§ **REQUIREMENT**
Reproduce the lines of the listing exactly, beginning at the top, until the line with "Target: white hat" has been reproduced too.

◆ ◆ ◆

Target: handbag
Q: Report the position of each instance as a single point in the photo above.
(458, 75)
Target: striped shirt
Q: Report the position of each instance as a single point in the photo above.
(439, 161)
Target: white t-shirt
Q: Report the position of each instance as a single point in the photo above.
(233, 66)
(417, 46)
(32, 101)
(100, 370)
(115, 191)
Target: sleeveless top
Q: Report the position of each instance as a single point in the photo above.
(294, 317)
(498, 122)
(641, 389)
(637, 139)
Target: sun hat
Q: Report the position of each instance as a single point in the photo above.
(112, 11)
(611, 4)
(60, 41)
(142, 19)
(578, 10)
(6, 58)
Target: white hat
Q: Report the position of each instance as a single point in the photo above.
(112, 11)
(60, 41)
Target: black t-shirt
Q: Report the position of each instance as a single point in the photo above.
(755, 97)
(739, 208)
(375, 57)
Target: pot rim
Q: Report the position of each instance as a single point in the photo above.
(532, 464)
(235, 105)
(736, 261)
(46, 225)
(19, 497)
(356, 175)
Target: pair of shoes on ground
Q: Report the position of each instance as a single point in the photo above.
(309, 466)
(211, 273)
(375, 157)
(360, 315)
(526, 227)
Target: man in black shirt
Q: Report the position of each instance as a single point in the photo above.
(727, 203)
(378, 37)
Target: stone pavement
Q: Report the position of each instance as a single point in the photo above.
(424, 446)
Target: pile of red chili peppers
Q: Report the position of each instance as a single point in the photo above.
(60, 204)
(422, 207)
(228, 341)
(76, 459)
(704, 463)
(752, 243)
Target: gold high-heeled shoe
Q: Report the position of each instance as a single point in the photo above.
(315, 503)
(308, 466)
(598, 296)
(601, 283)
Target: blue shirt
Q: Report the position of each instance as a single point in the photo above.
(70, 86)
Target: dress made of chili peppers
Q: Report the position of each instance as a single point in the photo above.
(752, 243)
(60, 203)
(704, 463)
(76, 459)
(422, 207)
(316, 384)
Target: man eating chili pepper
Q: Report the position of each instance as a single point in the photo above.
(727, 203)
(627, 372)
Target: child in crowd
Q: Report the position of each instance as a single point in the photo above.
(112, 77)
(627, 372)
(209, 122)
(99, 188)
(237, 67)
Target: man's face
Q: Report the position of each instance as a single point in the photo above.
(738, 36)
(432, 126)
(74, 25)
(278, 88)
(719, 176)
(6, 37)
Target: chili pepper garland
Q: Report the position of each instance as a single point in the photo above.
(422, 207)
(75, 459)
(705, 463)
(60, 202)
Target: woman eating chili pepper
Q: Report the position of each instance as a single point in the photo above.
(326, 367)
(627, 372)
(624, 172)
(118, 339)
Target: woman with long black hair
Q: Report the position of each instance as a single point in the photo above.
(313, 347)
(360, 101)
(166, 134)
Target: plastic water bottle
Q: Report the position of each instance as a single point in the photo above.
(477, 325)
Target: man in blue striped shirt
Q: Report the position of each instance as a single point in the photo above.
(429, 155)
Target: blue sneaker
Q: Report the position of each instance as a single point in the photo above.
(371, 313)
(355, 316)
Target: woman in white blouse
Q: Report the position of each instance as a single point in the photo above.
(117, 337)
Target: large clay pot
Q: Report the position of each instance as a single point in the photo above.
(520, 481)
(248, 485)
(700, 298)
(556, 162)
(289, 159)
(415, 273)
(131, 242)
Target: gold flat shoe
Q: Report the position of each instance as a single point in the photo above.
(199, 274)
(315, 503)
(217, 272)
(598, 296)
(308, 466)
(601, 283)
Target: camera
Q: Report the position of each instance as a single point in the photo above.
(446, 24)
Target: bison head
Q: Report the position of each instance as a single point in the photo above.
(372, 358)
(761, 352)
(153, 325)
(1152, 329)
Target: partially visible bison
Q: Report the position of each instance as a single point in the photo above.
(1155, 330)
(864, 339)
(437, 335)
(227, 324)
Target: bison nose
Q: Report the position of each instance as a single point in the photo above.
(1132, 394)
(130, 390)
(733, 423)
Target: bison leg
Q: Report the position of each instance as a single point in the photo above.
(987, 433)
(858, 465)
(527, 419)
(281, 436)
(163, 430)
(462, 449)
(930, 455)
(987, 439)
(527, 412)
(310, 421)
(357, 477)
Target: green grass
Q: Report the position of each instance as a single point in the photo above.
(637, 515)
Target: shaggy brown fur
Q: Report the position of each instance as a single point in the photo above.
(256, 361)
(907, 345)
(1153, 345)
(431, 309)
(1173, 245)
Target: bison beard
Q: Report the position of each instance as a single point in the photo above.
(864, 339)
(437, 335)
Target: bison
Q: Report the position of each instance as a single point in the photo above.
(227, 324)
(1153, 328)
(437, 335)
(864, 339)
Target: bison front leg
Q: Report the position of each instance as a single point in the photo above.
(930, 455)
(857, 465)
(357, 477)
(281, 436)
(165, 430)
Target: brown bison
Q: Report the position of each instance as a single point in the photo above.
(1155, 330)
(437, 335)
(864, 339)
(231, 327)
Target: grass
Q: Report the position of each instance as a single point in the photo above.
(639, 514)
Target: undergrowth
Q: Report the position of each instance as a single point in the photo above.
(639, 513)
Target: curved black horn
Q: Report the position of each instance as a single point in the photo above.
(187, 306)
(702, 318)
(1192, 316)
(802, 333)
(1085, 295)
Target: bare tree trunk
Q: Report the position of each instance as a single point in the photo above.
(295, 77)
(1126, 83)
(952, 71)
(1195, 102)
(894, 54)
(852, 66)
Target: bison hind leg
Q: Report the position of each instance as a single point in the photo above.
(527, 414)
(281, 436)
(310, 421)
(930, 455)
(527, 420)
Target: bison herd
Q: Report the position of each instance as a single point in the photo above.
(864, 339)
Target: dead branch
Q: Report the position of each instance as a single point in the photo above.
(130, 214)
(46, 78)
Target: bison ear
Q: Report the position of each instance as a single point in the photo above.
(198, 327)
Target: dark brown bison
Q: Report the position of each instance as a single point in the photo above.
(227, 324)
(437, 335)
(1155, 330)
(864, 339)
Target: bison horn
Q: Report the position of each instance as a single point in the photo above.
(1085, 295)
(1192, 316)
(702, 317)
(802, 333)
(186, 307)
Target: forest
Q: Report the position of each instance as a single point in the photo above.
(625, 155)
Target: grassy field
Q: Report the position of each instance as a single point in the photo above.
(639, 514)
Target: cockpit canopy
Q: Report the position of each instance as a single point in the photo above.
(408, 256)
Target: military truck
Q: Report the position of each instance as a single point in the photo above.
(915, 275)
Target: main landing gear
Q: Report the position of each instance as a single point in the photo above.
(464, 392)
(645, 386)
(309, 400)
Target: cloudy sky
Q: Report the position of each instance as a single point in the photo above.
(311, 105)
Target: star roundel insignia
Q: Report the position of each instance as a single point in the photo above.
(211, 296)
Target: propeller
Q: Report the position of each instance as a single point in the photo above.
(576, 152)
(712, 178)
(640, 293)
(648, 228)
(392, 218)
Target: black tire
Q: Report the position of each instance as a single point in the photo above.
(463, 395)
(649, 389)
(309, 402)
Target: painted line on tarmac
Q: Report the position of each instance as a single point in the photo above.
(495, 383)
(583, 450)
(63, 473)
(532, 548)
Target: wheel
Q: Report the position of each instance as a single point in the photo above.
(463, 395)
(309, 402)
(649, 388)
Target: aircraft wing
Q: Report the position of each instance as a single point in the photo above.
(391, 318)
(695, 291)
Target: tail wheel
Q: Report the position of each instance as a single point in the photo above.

◆ ◆ ◆

§ **EXPECTED OUTPUT**
Target: handbag
Q: Report the position of each instance as a single point in the photo above.
(458, 75)
Target: striped shirt
Q: Report the position of each instance as a single point in the photo above.
(439, 161)
Target: white t-shirt
Q: Report the position of each instance as a single point in the photo above.
(233, 66)
(417, 46)
(32, 101)
(100, 370)
(115, 191)
Target: sleeveless top
Q: Report the position of each instance as a single point in the photo above.
(294, 317)
(498, 122)
(641, 389)
(637, 139)
Target: sun hat
Q: Report the position of each instance as a single point in the photo above.
(112, 11)
(611, 4)
(60, 41)
(142, 19)
(578, 10)
(6, 58)
Target: white hat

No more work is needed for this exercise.